[Records from a data source]
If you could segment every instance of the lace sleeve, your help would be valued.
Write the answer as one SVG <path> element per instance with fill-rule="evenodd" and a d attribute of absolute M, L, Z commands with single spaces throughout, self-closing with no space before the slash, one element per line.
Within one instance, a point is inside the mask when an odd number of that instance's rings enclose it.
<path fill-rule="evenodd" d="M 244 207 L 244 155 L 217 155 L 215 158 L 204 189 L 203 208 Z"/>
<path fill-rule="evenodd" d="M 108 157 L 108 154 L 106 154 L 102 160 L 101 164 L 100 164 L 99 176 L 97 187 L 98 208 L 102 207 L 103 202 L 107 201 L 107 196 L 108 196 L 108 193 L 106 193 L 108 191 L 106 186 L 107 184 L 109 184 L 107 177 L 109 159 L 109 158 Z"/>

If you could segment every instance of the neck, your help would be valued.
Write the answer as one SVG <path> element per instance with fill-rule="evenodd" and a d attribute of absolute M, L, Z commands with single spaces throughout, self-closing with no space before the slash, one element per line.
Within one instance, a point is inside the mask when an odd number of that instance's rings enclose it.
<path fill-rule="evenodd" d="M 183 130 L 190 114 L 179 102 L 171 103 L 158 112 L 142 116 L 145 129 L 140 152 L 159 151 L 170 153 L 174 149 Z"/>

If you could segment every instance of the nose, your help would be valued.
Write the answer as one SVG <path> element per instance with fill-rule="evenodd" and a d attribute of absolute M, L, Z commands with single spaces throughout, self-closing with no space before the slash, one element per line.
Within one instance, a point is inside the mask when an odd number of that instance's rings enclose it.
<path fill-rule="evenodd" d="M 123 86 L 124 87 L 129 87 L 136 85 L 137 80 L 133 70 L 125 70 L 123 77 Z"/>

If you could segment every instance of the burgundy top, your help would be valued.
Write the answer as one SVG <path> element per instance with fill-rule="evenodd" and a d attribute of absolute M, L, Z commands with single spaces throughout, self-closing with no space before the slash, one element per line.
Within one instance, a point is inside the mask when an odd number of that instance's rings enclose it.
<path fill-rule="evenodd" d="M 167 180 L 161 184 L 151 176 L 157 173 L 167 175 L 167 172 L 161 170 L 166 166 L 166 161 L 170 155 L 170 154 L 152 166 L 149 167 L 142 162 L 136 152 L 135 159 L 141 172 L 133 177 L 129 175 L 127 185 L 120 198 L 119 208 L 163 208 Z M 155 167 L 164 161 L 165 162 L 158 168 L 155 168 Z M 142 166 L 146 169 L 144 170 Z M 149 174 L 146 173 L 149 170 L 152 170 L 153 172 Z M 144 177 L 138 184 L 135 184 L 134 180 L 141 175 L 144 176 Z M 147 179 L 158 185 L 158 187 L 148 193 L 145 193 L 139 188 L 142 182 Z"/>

GIVEN PROBLEM: Format the listing from the line containing "If you could segment every instance of the neck, your" through the line containing "183 130 L 190" as a two-column CSV with the headers input and output. Give one row per item, with the wording in input and its answer in output, each in a single quoted field with line breaks turned into spaces.

RESPONSE TO THIS TASK:
input,output
"If you could segment every instance of the neck, your help would be valued. Write the answer as one SVG <path> element per instance with fill-rule=""evenodd"" and a d attribute of absolute M, L, Z commands with single spaces throughout, self-closing with no space before the slash, one element per line. Within one instance, a point is inside the mask when an odd number of that instance's rings enclose it.","<path fill-rule=""evenodd"" d=""M 183 130 L 190 114 L 179 102 L 171 103 L 158 112 L 142 116 L 145 129 L 140 152 L 159 151 L 170 153 L 174 149 Z""/>"